* [待分析文本]
--------------------

Agent.xpu：在异构SoC上高效调度智能LLM工作负载 (Agent.xpu: Efficient Scheduling of Agentic LLM Workloads on Heterogeneous SoC)

Personal LLM agents increasingly combine foreground reactive interactions with background proactive monitoring, forming long-lived, stateful LLM flows that interleave prefill and token-by-token decode. While modern heterogeneous SoCs integrate CPUs, iGPUs, and NPUs to support on-device intelligence, existing LLM engines assume static, single-shot inference and lack mechanisms for flow-level concurrency, prioritization, and efficient accelerator coordination. As a result, commodity SoCs remain poorly matched to the dynamic, mixed-criticality execution patterns of personal agents. This paper presents Agent$.$xpu, the first LLM engine that orchestrates concurrent reactive and proactive LLM flows on commodity SoCs. Extensive profiling uncovers unique SoC characteristics of operator-accelerator affinity, asymmetric DDR contention, and stage-divergent batching behaviors distinct from cloud-serving assumptions. Agent$.$xpu introduces three key techniques: a heterogeneous execution graph (HEG) capturing NPU/iGPU affinity and elastic operator binding; flow-aware NPU-iGPU coordination with stage elasticity, decoupling prefill and decode to reduce bandwidth contention and enforce priorities; and fine-grained preemption with slack-aware piggybacking to guarantee reactive responsiveness without starving proactive work. Across realistic personal-agent workloads, Agent$.$xpu delivers 1.2-4.9$\times$ proactive throughput and reduces reactive latency by at least 91%, compared with both industrial iGPU-only serving engine and NPU-iGPU static inference with optimal tensor-partitioning schemes. Agent$.$xpu also minimizes energy consumption and graphics interference via controlled iGPU usage.

--------------------

* [原始数据]

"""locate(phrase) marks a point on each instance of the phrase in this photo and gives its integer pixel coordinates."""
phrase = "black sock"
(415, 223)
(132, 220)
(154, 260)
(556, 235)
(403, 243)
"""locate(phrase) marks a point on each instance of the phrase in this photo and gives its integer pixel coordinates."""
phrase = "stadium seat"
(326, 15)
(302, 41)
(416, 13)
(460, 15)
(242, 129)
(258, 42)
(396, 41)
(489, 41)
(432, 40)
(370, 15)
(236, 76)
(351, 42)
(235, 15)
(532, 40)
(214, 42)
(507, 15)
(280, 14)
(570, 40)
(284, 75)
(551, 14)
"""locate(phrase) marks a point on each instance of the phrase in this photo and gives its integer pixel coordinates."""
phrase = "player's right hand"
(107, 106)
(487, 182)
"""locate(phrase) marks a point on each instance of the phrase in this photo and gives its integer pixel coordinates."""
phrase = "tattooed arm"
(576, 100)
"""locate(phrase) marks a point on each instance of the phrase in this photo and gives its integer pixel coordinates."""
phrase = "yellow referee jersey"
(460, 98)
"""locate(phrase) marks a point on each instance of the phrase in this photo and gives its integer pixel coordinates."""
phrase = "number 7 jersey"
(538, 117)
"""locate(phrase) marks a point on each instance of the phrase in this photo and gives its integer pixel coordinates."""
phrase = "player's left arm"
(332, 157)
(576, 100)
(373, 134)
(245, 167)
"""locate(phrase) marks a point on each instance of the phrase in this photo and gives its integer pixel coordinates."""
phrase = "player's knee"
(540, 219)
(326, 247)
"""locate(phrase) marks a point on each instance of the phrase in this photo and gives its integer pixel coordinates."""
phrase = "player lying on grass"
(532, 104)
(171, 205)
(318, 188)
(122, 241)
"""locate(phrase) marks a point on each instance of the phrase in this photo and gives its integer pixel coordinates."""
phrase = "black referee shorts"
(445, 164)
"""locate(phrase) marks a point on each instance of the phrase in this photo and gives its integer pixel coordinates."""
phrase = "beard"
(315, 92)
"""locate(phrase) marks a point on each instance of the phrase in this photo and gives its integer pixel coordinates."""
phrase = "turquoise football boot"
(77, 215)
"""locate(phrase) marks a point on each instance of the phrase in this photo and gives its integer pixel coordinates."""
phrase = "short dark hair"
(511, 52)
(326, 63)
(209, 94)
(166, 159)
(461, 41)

--------------------

* [练习目的] 逐条列出这段关于 Agent.xpu 的待分析文本中提到的该引擎引入的全部关键技术。

* [任务答案]
1. 异构执行图（HEG）：刻画 NPU/iGPU 亲和性和弹性算子绑定。
2. 具备阶段弹性的流感知 NPU-iGPU 协同：将 prefill 与 decode 解耦，以减少带宽争用并落实优先级。
3. 带松弛感知捎带（slack-aware piggybacking）的细粒度抢占：保证响应式任务的及时响应，同时不让主动式任务陷入饥饿。